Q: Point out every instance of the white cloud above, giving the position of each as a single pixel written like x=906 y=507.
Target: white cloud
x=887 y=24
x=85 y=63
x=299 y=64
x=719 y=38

- [WORK INSTRUCTIONS]: Reproduce all the data exactly. Include every line.

- [EXPECTED ANSWER]:
Q: Point out every instance of the white cloud above, giving the position of each as a single pixel written like x=906 y=507.
Target: white cloud
x=887 y=24
x=85 y=63
x=299 y=64
x=719 y=38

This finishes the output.